What is being asked: Each record is to be given again precisely as written.

Records provided:
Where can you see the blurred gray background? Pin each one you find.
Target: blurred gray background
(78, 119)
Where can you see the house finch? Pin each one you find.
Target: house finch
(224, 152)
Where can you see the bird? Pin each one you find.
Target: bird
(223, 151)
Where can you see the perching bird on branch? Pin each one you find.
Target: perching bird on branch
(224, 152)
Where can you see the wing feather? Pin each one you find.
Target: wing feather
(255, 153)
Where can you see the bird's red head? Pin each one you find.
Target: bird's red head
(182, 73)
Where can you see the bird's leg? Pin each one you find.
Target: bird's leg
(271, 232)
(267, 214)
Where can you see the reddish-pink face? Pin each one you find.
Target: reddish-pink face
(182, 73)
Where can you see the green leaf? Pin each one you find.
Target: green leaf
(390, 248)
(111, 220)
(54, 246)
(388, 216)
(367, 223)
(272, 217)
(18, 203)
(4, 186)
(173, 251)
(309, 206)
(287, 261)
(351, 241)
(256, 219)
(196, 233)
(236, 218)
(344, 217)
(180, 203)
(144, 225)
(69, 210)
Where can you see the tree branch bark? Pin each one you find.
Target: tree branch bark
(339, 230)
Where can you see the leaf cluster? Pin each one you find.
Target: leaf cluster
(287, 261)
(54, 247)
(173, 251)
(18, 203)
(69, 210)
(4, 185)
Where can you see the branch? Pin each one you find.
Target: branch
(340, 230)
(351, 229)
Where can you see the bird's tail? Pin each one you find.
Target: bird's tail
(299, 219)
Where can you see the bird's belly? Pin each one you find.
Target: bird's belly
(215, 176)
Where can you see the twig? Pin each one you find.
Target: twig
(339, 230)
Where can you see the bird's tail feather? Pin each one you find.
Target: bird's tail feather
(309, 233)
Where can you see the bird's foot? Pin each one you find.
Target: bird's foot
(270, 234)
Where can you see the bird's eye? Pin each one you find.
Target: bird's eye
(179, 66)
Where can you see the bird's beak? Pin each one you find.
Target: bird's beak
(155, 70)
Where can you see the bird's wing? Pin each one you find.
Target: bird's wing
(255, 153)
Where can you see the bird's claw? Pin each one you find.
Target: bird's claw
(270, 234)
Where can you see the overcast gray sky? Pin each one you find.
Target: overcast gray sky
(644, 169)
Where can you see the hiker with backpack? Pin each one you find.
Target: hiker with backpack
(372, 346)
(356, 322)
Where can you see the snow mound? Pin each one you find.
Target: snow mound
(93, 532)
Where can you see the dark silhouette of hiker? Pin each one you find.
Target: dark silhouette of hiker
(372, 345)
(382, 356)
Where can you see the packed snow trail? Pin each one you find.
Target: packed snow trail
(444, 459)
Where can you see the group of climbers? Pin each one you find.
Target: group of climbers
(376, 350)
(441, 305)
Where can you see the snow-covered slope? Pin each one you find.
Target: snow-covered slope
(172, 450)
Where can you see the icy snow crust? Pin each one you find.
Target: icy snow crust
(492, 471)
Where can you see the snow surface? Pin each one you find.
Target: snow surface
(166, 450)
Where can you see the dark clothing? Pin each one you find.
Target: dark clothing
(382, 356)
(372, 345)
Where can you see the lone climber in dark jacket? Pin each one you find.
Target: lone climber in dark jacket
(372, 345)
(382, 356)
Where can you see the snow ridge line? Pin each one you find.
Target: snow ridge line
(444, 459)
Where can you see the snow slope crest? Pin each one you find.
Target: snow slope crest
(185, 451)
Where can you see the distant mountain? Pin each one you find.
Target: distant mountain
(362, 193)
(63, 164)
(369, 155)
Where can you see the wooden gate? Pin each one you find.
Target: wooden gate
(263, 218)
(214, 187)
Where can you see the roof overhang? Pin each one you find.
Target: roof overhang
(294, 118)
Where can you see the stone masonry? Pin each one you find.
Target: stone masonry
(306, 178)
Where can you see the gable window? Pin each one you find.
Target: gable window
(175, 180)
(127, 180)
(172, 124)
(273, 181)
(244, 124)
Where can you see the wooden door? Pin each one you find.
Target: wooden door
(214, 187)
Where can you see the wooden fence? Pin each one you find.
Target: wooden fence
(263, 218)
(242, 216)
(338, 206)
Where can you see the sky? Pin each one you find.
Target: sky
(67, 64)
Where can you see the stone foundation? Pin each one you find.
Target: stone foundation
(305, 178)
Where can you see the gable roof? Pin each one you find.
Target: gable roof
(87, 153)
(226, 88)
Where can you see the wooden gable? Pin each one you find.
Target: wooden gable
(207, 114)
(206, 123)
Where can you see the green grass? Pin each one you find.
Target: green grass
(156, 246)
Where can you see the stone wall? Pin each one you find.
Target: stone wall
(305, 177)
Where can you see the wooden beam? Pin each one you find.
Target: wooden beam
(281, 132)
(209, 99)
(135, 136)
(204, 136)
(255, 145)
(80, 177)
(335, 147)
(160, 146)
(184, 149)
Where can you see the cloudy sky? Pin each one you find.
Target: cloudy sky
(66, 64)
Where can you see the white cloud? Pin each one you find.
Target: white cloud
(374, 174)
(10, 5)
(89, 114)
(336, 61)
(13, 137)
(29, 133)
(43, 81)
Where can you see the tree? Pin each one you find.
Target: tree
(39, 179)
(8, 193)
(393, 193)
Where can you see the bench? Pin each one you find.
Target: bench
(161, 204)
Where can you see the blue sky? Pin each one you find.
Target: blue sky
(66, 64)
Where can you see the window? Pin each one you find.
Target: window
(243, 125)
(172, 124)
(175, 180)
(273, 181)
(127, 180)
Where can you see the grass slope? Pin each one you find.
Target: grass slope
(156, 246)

Solution:
Where can you see the blurred gray background? Pin each one you find.
Target: blurred gray background
(78, 119)
Where can you see the house finch? Pin each one you find.
Target: house finch
(224, 152)
Where can you see the bird? Pin each one you find.
Target: bird
(223, 151)
Where can you see the perching bird on branch? Pin each one you find.
Target: perching bird on branch
(224, 152)
Where can you see the wing feather? Pin each one you find.
Target: wing feather
(255, 153)
Where can you see the bird's red head? Pin each one you find.
Target: bird's red head
(182, 73)
Where can you see the bird's leg? Pin each one you find.
Target: bird's leg
(271, 232)
(267, 214)
Where can you see the reddish-pink face? Pin each one you find.
Target: reddish-pink face
(182, 73)
Where can you see the green leaf? Pin each one you find.
Target: green leaf
(390, 248)
(111, 220)
(54, 246)
(388, 216)
(367, 223)
(272, 217)
(18, 203)
(4, 186)
(173, 251)
(309, 206)
(287, 261)
(351, 241)
(256, 219)
(196, 233)
(236, 218)
(344, 217)
(180, 203)
(144, 225)
(69, 210)
Where can you see the tree branch bark? Pin each one you find.
Target: tree branch bark
(339, 230)
Where can you see the leaf cluster? Pin each one you find.
Target: leaf cluster
(287, 261)
(54, 247)
(173, 251)
(18, 203)
(69, 210)
(4, 185)
Where can you see the branch? Pin each one you find.
Target: branch
(340, 230)
(351, 229)
Where can you see the bird's tail? Pin each one you find.
Target: bird's tail
(299, 219)
Where can you see the bird's belly? Pin each one you find.
Target: bird's belly
(215, 176)
Where can you see the twig? Pin each one you find.
Target: twig
(339, 230)
Where can you see the bird's tail feather? Pin each one you find.
Target: bird's tail feather
(309, 233)
Where can you see the bird's foot? Pin each one you find.
Target: bird's foot
(270, 234)
Where can you see the bird's eye? Pin each one you find.
Target: bird's eye
(179, 66)
Where can you see the bird's beak? Pin each one you find.
Target: bird's beak
(155, 70)
Where can you see the bird's wing? Pin each one you find.
Target: bird's wing
(255, 153)
Where can you see the bird's claw? Pin each one you find.
Target: bird's claw
(270, 234)
Where can you see the overcast gray sky? Pin each one you find.
Target: overcast gray sky
(644, 169)
Where can you see the hiker with backpack? Pin each one you find.
Target: hiker with backpack
(372, 346)
(356, 322)
Where can you see the snow mound? Pin each one you find.
Target: snow mound
(93, 532)
Where can you see the dark silhouette of hiker? Pin each one you find.
Target: dark silhouette of hiker
(372, 345)
(382, 356)
Where can you see the packed snow trail? Pin each one you find.
Target: packed snow trail
(444, 459)
Where can you see the group of climbers? Pin each one you find.
Target: group of climbers
(376, 350)
(441, 305)
Where can you see the snow-covered slope? Pin each one you find.
Target: snow-covered slope
(172, 450)
Where can you see the icy snow crust? Pin each one you find.
Target: icy snow crust
(492, 471)
Where can you see the snow surface? Pin each one you find.
Target: snow surface
(166, 450)
Where can you see the dark clothing? Pin each one you find.
Target: dark clothing
(382, 356)
(372, 345)
Where can you see the lone climber in dark jacket? Pin each one you find.
Target: lone climber in dark jacket
(372, 345)
(382, 356)
Where can you see the snow ridge line? Pin each one you find.
Target: snow ridge line
(444, 459)
Where can you see the snow slope crest? Pin each one you find.
Target: snow slope crest
(185, 451)
Where can you see the distant mountain? Pin each one you find.
Target: distant mountain
(362, 193)
(63, 164)
(369, 155)
Where can you see the wooden gate? Pin each one you find.
Target: wooden gate
(263, 218)
(214, 187)
Where can you see the roof overhang? Pin each one you find.
Target: roof overhang
(294, 118)
Where can you see the stone masonry? Pin each one you find.
Target: stone masonry
(306, 178)
Where can you see the gable window? Pin each one you find.
Target: gable window
(175, 180)
(127, 180)
(172, 124)
(273, 181)
(244, 124)
Where can you see the wooden door? Pin each one you find.
Target: wooden door
(214, 187)
Where can you see the wooden fence? Pin each one you find.
Target: wooden fence
(263, 218)
(242, 216)
(338, 206)
Where can you see the sky? Pin each one you find.
Target: sky
(67, 64)
Where can you see the stone foundation? Pin each one you find.
Target: stone foundation
(305, 178)
Where can you see the gable roof? Pin each one you find.
Target: gable roof
(87, 153)
(226, 88)
Where can you see the wooden gable? Pin each one you find.
Target: wooden gable
(207, 114)
(206, 123)
Where can you see the green grass? Pin each one you find.
Target: green grass
(156, 246)
Where can you see the stone wall? Pin each one you find.
Target: stone wall
(305, 177)
Where can you see the wooden beam? Pin each one you find.
Target: wooden beam
(281, 132)
(209, 99)
(135, 136)
(204, 136)
(255, 145)
(80, 177)
(335, 147)
(160, 146)
(184, 149)
Where can you see the cloudy sky? Pin each one you find.
Target: cloudy sky
(66, 64)
Where can you see the white cloud? Pin each one you find.
Target: white cloud
(374, 174)
(10, 5)
(89, 114)
(336, 61)
(13, 137)
(29, 133)
(43, 81)
Where can you see the tree? Pin each one you find.
Target: tree
(39, 179)
(8, 193)
(393, 193)
Where can you see the bench? Pin each one you find.
Target: bench
(161, 204)
Where can you see the blue sky? Pin each one you find.
Target: blue sky
(66, 64)
Where can you see the window? Pin each one you find.
Target: window
(243, 125)
(172, 124)
(175, 180)
(273, 181)
(127, 180)
Where can you see the grass slope? Pin each one you find.
Target: grass slope
(156, 246)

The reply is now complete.